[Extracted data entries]
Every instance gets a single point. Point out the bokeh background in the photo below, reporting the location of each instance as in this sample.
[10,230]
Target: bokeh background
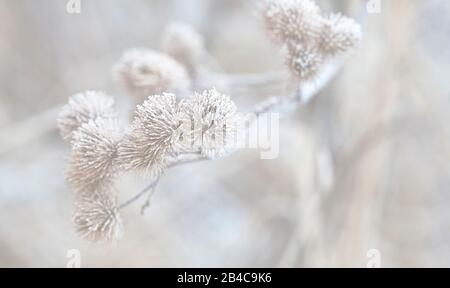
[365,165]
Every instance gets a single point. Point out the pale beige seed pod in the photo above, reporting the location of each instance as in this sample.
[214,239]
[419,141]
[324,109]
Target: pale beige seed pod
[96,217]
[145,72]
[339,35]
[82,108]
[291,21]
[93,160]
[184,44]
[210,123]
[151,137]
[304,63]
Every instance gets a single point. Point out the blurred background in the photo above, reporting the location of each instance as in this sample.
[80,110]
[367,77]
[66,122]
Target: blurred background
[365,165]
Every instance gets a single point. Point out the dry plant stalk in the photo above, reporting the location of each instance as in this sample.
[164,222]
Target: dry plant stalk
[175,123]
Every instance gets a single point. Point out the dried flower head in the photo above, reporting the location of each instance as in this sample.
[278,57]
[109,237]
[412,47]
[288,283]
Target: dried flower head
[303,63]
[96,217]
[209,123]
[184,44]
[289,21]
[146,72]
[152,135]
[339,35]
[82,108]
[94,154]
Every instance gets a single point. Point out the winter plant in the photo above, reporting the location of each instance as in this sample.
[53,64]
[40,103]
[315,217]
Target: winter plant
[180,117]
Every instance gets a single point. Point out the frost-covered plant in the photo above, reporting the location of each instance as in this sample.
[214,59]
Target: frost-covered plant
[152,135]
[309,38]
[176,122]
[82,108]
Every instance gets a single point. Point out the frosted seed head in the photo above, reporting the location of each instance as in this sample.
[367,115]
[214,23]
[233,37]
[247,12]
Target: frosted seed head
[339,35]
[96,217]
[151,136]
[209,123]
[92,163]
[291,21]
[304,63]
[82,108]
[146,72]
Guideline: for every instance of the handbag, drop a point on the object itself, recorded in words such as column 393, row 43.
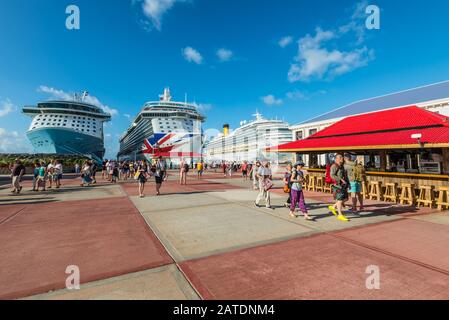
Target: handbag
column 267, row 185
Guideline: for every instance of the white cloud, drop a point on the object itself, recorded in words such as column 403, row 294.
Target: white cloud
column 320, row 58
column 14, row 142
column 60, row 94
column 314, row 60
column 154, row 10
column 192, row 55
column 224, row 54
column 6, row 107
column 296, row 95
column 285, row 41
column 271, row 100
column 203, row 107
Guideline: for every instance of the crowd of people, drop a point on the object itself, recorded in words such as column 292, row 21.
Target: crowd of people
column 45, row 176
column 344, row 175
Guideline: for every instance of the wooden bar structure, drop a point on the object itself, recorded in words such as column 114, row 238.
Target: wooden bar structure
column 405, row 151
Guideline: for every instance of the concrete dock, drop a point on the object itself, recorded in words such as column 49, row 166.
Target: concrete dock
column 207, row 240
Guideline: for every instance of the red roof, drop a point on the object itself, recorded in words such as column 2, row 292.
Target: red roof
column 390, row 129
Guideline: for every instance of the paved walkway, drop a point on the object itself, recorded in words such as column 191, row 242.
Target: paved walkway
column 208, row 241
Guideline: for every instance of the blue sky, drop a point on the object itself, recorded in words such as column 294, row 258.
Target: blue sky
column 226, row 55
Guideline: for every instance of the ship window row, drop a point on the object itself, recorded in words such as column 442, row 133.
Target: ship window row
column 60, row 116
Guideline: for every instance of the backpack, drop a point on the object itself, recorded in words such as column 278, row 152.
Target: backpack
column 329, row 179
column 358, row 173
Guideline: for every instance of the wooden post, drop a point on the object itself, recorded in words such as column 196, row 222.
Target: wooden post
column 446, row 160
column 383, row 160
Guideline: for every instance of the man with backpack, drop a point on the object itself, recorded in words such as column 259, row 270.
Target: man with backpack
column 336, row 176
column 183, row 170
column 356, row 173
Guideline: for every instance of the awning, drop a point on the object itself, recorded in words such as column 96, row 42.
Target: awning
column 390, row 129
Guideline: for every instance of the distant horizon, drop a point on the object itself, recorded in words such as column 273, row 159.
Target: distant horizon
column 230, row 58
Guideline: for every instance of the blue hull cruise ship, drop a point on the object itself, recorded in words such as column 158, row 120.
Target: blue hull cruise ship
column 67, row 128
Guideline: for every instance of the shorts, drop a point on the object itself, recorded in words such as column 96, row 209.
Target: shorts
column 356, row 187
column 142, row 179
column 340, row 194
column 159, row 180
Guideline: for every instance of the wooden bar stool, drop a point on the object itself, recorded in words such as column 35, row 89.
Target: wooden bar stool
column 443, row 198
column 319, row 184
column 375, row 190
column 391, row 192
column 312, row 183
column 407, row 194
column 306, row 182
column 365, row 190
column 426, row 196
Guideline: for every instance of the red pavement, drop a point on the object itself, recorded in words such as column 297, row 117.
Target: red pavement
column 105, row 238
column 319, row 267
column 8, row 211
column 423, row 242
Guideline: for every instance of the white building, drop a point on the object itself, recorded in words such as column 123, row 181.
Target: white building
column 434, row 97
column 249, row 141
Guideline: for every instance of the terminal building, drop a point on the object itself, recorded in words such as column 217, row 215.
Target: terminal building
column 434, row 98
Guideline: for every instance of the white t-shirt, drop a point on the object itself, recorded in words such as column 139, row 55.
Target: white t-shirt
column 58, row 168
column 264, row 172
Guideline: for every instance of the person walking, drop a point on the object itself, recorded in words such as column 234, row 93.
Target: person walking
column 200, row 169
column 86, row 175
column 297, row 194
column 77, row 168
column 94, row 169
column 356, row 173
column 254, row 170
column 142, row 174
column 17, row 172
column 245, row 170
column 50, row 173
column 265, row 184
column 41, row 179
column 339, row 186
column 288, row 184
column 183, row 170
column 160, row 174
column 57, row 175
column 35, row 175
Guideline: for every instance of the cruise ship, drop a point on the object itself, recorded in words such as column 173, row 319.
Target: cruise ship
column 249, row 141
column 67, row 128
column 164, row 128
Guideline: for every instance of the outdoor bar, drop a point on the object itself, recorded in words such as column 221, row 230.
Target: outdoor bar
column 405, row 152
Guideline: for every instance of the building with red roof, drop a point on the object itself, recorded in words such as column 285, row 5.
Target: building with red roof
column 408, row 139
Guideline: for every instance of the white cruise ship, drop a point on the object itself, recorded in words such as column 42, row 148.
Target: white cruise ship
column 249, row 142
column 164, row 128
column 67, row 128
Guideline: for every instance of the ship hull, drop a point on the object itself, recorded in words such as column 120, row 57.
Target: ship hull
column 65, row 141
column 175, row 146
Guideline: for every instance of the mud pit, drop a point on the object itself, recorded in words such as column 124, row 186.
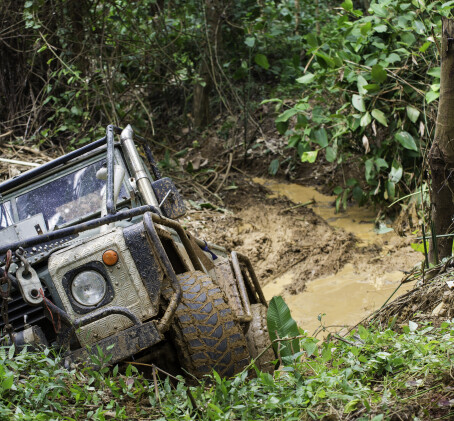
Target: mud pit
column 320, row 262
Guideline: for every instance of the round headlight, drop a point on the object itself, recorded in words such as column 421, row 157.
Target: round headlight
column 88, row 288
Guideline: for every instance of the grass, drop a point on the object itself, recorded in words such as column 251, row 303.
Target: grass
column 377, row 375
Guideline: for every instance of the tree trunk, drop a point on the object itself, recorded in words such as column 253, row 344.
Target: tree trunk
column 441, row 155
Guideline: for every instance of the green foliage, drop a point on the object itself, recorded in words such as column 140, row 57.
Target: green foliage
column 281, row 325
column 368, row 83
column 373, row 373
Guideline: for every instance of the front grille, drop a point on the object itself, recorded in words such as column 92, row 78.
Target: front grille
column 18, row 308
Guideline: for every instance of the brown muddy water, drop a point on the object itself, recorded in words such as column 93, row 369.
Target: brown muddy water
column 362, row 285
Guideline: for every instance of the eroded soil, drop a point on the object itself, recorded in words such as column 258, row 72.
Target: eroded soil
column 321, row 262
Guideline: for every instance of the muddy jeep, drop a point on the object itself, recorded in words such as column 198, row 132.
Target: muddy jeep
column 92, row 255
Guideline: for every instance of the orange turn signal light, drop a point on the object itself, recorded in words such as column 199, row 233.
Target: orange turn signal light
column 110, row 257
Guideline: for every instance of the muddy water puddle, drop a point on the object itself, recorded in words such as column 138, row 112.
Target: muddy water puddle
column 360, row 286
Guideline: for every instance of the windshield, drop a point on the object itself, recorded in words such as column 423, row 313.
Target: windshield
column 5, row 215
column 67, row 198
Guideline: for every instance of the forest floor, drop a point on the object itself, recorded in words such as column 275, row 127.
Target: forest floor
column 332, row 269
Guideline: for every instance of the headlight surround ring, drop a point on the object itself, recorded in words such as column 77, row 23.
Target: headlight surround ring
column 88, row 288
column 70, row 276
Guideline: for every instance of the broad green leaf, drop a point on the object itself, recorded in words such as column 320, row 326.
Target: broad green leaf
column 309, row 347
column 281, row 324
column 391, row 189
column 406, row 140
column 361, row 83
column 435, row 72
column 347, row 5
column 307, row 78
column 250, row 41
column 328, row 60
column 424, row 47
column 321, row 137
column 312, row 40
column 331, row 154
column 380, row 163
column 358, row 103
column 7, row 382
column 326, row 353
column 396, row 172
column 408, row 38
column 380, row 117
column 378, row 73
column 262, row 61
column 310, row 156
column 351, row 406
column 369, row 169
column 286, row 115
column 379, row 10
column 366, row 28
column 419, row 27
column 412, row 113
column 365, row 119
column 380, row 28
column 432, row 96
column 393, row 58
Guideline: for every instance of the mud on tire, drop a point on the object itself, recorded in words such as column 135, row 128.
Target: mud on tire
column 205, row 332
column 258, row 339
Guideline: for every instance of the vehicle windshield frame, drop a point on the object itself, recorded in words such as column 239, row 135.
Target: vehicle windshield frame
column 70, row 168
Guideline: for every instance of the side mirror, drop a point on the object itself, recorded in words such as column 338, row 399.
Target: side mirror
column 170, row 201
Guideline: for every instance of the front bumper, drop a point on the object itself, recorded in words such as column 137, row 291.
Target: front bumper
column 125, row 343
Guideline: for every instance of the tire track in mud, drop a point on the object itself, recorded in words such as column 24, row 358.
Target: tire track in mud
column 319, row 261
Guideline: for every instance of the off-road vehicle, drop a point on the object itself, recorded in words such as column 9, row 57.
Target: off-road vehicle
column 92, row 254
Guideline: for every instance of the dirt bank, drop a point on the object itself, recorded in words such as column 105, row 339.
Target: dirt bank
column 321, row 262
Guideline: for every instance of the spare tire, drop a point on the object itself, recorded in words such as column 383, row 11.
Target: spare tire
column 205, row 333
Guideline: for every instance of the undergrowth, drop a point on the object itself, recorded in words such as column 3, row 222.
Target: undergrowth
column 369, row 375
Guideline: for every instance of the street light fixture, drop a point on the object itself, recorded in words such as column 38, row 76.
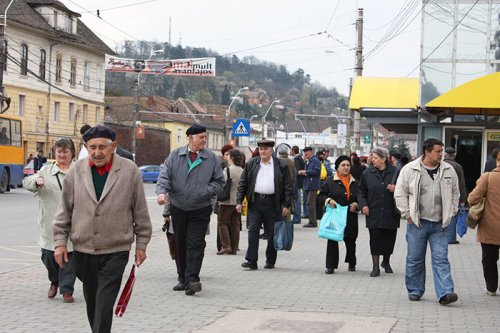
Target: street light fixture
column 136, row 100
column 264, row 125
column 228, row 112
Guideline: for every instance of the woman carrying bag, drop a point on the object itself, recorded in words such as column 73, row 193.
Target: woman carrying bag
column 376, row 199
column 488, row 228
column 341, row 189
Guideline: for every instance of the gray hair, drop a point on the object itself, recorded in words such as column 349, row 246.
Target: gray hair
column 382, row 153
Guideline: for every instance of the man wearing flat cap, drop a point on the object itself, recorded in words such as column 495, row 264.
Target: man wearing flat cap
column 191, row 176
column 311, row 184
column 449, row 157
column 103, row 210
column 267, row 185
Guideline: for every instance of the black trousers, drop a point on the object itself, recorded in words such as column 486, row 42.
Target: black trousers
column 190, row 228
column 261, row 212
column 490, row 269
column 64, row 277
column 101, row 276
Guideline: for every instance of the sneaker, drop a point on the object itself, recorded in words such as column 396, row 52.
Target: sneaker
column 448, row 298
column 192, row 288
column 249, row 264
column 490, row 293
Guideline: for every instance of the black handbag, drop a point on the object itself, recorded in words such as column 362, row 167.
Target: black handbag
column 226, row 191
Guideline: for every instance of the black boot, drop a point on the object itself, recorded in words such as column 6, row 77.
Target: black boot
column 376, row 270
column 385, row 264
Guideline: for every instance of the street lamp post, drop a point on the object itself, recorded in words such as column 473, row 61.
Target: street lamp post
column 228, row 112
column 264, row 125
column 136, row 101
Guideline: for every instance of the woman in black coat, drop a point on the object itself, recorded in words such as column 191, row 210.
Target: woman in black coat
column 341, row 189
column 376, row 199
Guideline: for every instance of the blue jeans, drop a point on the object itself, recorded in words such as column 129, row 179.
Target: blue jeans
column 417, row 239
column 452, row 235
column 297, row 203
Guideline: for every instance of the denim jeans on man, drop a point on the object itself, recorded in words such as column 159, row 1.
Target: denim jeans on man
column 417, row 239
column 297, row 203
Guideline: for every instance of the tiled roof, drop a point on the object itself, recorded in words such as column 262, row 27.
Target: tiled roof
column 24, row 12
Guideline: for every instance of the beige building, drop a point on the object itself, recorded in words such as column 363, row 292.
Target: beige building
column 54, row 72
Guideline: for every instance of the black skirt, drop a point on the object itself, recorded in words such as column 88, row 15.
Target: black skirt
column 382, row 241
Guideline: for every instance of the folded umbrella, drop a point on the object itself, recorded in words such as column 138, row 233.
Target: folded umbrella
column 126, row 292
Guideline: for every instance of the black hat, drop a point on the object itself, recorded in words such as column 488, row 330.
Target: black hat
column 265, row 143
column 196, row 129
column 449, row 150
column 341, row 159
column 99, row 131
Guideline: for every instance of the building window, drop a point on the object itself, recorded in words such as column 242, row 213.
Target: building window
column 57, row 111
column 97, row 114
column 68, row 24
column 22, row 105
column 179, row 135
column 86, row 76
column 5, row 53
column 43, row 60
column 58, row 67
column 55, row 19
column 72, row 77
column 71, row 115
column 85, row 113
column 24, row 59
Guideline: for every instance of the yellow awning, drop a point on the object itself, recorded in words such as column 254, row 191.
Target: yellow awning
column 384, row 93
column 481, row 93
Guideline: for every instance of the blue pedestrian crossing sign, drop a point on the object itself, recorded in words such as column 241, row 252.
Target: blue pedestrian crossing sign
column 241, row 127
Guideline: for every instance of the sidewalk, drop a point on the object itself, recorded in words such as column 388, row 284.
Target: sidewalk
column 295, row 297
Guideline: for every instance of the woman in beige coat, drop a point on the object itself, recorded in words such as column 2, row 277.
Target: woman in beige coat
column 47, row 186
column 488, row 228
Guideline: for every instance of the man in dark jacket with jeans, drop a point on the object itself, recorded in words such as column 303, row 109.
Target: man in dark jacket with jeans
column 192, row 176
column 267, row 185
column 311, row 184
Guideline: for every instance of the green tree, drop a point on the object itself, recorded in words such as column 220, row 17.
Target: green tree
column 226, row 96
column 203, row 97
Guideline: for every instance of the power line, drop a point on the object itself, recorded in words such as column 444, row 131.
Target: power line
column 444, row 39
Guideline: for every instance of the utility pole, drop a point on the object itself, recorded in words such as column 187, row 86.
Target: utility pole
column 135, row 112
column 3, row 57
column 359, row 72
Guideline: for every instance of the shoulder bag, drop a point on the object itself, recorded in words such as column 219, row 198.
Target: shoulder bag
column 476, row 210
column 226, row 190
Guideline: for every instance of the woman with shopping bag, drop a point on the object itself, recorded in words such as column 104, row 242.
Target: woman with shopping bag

(WHAT YOU SHOULD DO):
Reproduce every line from the preceding data in which the word "above" can be found.

(FINISHED EXERCISE):
Every instance gets a single point. Point out the pale beige seed pod in the photo above, reporting the location of each instance as in this sample.
Every instance gets a single point. Point out the blurred background in the photo above, reporting the location of each instance as in this sample.
Every instance gets a single point. Point out the dry plant stalk in the photo above, reporting the location of each instance as in this sample.
Every instance gets a single point. Point out the dried flower head in the photo above, reporting the location of each instance as in this sample.
Every instance gets a single point. Point out the winter plant in the photo above, reporting the location of each instance as in this sample.
Every instance gets a single point. Point out the frost-covered plant in the photo above, reporting the location of each instance as in this sample.
Every instance gets a single point. Point out the frosted seed head in the photo above, reporting the location of each instance as in this sample.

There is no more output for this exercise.